Bereitgestellter Text:
Rede im Deutschen Bundestag zur Änderung des Stammzellgesetzes vom 11. April 2008

11.04.2008


An dieser Stelle können Sie sich die Rede auf Bundestags-TV anschauen.

René Röspel (SPD):
Herr Präsident! Meine sehr verehrten Damen und Herren! Wir haben fast zwei Stunden einer wie ich glaube guten Debatte hinter uns. Dennoch erlauben Sie mir, dass ich auf einen Vorwurf eingehe, der mich wirklich geärgert hat und den wir in den letzten Wochen immer wieder fälschlicherweise in der Debatte gehört haben. Die Behauptung, über eine Stichtagsverschiebung solle das aktive Töten von Embryonen legitimiert werden, ist schlicht und einfach falsch.

(Beifall bei Abgeordneten der SPD, der CDU/CSU, der FDP und der LINKEN)

Es geht nicht um das Zerstören von Embryonen, sondern es geht darum, wie man mit dem umgeht, was bereits existiert, nämlich mit Stammzelllinien, die im Ausland ohne unser Zutun hergestellt worden sind und deren Herstellung wir leider nicht haben verhindern können. Mit einer Verschiebung des Stichtags wird kein einziger Embryo zerstört, es wird allerdings auch kein einziger gerettet.

(Beifall bei Abgeordneten der SPD, der CDU/CSU und der FDP)

Es gab in dem Grundsatzbeschluss von 2002, der in diesem Land lange Jahre Rechtsfrieden gebracht hat, drei wesentlichen Kriterien:

Erstens. Für deutsche Forschung soll kein Embryo zerstört werden.
Zweitens. Es soll auch kein Anreiz ans Ausland gehen, dass so etwas geschieht.
Drittens. Mit den schon vorhandenen Stammzelllinien soll in Deutschland unter bestimmten Bedingungen Forschung möglich sein.

Wenn man diese drei Kriterien als Voraussetzungen für eine befriedete Diskussion in Deutschland akzeptiert, dann ist es der Mühe wert, die drei vorliegenden Anträge auch wirklich einmal an diesen Kriterien, die sich bewährt haben, zu messen. Ob wir heute die Debatte abschließen und in den nächsten Jahren weiterhin Rechtsfrieden haben werden, das liegt, liebe Kolleginnen und Kollegen, gleich in Ihrer Hand.

Mit der Abschaffung des Stichtages - dies fordert der Antrag der Kolleginnen und Kollegen Flach, Stöckel und anderer - würden die Forscher in diesem Land tatsächlich viel mehr Möglichkeiten bekommen. Aber es wird gleichzeitig das andere wichtige Anliegen, dass dem Ausland kein Anreiz gegeben wird, embryonale Stammzellen zu Forschungszwecken herzustellen, preisgegeben. Damit würde eine wichtige Position aufgegeben.

(Beifall bei Abgeordneten der SPD)

Das würde dazu führen, dass eine der Seiten diesen Weg nicht mitgehen könnte. Damit wäre ein Ende des Rechtsfriedens absehbar.

Ausgewählte Einträge:

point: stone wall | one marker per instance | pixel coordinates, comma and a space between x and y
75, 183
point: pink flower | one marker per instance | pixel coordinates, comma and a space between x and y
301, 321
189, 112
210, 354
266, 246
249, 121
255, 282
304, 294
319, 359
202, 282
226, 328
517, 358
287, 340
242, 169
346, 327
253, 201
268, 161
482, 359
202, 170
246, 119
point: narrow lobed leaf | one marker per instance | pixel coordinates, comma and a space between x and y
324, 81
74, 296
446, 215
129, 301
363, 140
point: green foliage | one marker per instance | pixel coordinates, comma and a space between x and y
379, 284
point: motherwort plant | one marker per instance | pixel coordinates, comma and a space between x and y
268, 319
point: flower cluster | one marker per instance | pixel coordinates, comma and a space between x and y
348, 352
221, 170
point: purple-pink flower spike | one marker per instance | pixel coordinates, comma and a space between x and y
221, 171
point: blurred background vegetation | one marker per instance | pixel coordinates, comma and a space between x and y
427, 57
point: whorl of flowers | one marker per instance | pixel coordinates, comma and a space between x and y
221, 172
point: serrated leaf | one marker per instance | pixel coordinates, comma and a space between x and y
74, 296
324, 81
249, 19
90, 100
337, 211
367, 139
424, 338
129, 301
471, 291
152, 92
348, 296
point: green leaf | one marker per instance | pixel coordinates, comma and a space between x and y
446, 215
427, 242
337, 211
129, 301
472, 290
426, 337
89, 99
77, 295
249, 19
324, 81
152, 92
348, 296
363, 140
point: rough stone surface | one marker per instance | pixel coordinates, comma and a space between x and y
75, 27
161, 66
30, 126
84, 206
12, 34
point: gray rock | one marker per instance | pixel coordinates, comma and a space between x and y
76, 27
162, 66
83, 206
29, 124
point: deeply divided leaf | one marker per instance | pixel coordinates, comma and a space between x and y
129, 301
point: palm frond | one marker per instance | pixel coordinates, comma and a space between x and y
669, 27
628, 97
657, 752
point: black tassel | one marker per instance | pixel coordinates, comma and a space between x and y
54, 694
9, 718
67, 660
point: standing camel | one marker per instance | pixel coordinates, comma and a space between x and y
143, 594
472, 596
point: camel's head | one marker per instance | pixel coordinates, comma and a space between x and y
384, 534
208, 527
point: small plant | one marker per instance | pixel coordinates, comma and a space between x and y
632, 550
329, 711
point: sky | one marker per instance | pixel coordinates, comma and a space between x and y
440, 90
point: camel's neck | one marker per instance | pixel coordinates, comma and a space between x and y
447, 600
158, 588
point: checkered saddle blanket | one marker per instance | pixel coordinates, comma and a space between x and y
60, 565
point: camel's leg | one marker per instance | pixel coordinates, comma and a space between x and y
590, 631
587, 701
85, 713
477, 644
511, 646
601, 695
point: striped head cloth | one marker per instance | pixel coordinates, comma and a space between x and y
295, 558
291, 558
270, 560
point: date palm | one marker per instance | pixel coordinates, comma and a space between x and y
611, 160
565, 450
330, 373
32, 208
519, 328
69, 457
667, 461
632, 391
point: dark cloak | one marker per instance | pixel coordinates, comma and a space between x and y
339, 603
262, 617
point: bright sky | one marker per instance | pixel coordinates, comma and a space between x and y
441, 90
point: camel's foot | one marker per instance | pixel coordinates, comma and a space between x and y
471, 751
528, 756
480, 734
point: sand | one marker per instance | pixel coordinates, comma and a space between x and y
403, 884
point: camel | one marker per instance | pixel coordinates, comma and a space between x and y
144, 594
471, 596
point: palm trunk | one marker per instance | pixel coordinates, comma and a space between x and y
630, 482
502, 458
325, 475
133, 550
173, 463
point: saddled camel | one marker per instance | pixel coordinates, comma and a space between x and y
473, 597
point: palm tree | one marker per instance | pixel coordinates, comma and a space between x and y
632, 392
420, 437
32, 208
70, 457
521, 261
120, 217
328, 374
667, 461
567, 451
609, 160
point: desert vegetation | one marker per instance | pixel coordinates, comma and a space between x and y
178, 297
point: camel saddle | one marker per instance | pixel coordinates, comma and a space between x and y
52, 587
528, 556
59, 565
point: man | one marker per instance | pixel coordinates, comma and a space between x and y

---

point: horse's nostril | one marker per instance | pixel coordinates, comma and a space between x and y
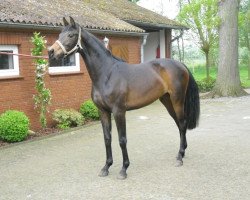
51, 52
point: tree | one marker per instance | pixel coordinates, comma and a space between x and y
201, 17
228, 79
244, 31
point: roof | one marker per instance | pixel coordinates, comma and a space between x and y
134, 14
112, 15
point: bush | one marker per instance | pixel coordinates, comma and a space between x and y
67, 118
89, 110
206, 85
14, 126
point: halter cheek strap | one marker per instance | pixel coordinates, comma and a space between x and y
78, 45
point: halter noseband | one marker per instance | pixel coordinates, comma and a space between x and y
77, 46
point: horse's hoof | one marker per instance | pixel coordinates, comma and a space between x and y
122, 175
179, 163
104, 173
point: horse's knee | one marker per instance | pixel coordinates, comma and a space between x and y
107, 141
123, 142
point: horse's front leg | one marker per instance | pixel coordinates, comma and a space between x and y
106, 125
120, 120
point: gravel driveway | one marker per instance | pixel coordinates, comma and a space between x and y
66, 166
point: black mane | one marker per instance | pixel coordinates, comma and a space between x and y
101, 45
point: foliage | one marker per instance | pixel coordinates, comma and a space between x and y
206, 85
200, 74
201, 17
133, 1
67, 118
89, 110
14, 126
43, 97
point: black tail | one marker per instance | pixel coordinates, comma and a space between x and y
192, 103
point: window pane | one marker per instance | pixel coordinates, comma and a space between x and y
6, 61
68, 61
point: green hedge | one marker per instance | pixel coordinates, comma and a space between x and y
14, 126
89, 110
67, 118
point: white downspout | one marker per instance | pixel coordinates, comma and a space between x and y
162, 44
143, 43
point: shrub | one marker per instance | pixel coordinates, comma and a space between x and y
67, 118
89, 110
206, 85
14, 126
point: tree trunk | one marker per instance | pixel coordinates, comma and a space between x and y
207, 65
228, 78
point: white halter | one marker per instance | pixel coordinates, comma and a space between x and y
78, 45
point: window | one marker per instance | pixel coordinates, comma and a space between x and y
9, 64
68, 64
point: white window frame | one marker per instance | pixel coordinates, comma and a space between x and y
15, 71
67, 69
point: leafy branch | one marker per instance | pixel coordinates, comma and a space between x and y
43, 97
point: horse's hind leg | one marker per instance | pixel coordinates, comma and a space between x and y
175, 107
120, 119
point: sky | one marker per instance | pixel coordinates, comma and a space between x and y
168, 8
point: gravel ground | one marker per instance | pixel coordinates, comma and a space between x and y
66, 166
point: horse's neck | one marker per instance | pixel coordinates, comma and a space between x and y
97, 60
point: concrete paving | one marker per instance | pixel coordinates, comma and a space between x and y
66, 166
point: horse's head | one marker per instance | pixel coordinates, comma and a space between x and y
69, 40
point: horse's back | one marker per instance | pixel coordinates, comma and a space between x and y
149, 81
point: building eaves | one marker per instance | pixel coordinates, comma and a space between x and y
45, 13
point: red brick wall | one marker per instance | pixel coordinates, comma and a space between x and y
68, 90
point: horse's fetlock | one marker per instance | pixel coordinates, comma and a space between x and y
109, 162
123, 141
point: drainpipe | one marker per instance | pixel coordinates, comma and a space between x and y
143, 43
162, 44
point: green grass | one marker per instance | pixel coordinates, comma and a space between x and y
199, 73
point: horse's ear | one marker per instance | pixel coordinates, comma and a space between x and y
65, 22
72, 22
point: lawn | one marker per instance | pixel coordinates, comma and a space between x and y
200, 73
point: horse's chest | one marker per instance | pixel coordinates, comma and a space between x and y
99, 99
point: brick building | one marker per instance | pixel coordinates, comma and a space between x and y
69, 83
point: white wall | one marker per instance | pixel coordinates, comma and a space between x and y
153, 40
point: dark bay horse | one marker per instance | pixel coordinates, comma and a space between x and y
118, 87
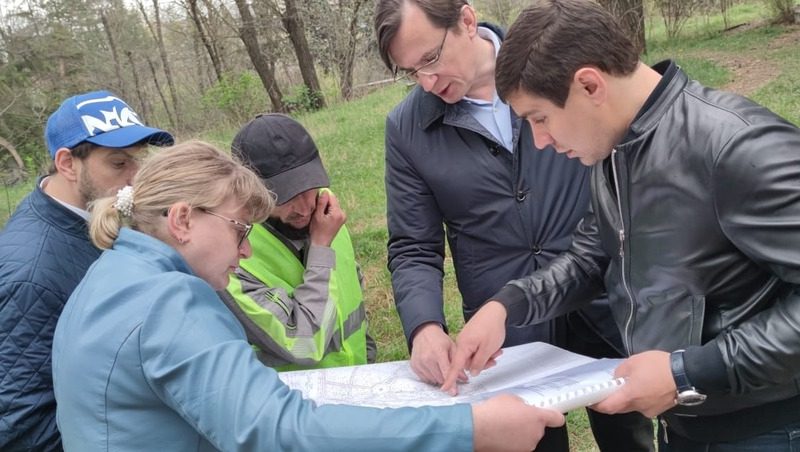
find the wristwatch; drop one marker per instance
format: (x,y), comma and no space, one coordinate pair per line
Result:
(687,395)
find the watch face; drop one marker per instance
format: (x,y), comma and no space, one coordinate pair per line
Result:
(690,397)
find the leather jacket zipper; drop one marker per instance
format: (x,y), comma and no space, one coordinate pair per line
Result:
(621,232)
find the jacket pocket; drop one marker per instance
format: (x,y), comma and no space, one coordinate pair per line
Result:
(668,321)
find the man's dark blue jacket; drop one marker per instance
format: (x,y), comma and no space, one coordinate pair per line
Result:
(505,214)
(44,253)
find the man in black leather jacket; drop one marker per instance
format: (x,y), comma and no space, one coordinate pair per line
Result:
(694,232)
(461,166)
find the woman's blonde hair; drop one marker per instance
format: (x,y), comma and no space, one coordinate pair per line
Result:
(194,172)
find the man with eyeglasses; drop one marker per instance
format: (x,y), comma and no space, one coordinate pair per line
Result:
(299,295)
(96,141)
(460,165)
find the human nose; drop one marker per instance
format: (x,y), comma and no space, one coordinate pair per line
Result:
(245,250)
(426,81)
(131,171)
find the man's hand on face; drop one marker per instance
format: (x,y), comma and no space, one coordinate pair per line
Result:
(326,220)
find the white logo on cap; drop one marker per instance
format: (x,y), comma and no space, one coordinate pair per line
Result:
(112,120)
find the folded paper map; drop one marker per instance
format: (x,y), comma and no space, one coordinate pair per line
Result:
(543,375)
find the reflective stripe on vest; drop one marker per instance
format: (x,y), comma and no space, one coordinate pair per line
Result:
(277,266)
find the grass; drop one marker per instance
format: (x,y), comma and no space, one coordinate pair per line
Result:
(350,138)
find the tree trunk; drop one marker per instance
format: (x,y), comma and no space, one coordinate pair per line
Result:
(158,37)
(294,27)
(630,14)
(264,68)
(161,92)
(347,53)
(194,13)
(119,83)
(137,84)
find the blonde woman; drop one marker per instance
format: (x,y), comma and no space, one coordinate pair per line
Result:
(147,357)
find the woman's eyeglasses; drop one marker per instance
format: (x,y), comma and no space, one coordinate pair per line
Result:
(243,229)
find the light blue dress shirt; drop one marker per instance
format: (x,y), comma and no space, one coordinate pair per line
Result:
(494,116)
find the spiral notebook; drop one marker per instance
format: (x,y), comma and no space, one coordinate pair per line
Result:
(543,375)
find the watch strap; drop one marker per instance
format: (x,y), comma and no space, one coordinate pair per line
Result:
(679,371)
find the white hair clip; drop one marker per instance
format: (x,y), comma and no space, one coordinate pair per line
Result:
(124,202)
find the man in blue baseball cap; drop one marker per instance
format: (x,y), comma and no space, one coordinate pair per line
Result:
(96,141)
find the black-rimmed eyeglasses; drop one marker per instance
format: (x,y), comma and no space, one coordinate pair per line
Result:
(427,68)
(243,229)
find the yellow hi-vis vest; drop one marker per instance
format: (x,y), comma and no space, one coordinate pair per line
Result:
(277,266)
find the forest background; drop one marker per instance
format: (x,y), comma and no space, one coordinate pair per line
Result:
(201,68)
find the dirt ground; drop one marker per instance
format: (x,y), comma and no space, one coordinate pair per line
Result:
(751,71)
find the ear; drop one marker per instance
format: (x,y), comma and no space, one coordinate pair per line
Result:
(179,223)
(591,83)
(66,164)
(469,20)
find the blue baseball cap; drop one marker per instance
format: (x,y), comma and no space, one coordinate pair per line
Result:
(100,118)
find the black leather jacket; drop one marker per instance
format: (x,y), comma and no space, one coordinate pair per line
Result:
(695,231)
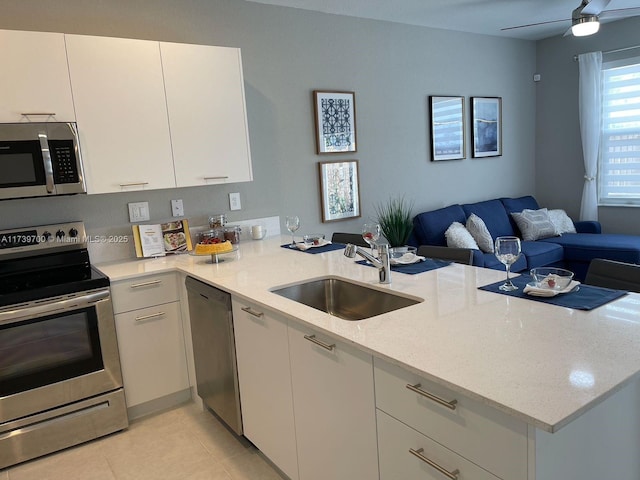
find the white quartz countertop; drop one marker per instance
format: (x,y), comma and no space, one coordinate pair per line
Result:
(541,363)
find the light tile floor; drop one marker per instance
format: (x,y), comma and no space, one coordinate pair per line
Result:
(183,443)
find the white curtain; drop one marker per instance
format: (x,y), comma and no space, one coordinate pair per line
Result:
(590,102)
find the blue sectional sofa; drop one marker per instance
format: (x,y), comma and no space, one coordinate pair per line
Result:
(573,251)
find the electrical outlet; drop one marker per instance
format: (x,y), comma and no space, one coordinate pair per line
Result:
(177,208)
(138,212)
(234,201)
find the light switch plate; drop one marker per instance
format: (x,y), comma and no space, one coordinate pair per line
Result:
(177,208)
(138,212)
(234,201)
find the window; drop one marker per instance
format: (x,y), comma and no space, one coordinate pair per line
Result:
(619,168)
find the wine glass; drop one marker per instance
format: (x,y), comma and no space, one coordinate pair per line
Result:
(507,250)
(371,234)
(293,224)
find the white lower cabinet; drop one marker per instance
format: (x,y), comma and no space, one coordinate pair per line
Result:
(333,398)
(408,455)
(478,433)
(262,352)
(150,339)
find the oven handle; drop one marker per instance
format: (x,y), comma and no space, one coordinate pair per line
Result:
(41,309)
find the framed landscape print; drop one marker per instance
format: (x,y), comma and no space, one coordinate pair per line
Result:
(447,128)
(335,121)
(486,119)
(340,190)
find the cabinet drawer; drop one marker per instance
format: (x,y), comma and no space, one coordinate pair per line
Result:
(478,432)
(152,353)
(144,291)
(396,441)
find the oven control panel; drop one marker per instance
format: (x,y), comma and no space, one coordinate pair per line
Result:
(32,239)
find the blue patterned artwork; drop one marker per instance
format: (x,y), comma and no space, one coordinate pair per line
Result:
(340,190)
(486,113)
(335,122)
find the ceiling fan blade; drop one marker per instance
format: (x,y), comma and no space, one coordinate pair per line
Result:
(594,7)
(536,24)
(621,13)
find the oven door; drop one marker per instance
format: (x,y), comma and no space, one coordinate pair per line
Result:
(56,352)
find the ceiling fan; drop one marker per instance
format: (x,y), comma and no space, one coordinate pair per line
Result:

Arbeitsauftrag 1:
Geben Sie aus der Bundestagsrede zum Stammzellgesetz den Abschnitt wörtlich wieder, beginnend bei „Mit der Abschaffung“ und endend bei „Abgeordneten der SPD)“.
Arbeitsauftrag 2:
Führen Sie die Bundestagsrede zur Änderung des Stammzellgesetzes im Anschluss an ihren letzten Satz fort.

Ergebnis 1:
Mit der Abschaffung des Stichtages - dies fordert der Antrag der Kolleginnen und Kollegen Flach, Stöckel und anderer - würden die Forscher in diesem Land tatsächlich viel mehr Möglichkeiten bekommen. Aber es wird gleichzeitig das andere wichtige Anliegen, dass dem Ausland kein Anreiz gegeben wird, embryonale Stammzellen zu Forschungszwecken herzustellen, preisgegeben. Damit würde eine wichtige Position aufgegeben.

(Beifall bei Abgeordneten der SPD)

Ergebnis 2:
Die Beibehaltung des Stichtages, wie von den Kolleginnen Hinz, Klöckner und anderen gefordert, würde über kurz oder lang dazu führen, dass keine Zelllinien mehr zur Verfügung stehen. Gegen die Hoffnung, dass die 21 in Deutschland derzeit zugelassenen Stammzelllinien noch viele Jahre halten werden, spricht nämlich die zellbiologische Erfahrung. Die Forscher haben uns ja mitgeteilt, dass diese Hoffnung trügt. Es werden also immer weniger Zelllinien werden. Die Beibehaltung des Stichtages würde faktisch aufgrund der abnehmenden Zahl der Stammzelllinien letztlich zu dem gleichen Ergebnis führen wie der Antrag von Herrn Hüppe und anderen Kollegen, nämlich zu einem Forschungsverbot.

(Beifall bei Abgeordneten der SPD und der CDU/CSU)

So würde es entweder faktisch oder juristisch nicht mehr möglich sein, in Deutschland diese Forschung zu betreiben. Das wäre wiederum für die Forschungsseite nicht tragbar. Sie würde den Kompromiss, den wir seinerzeit gefunden haben, aufkündigen und den Mittelweg verlassen.

Die geschätzte Kollegin Margot von Renesse begründete 2002 in der Debatte ihr Votum für einen Mittelweg, der sich an den genannten drei Kriterien orientiert, damit, dass ein „ein-Gesetz“, ich würde lieber von einem faktischen Verbot dieser Forschung sprechen, an der Klippe der Verfassung scheitern würde.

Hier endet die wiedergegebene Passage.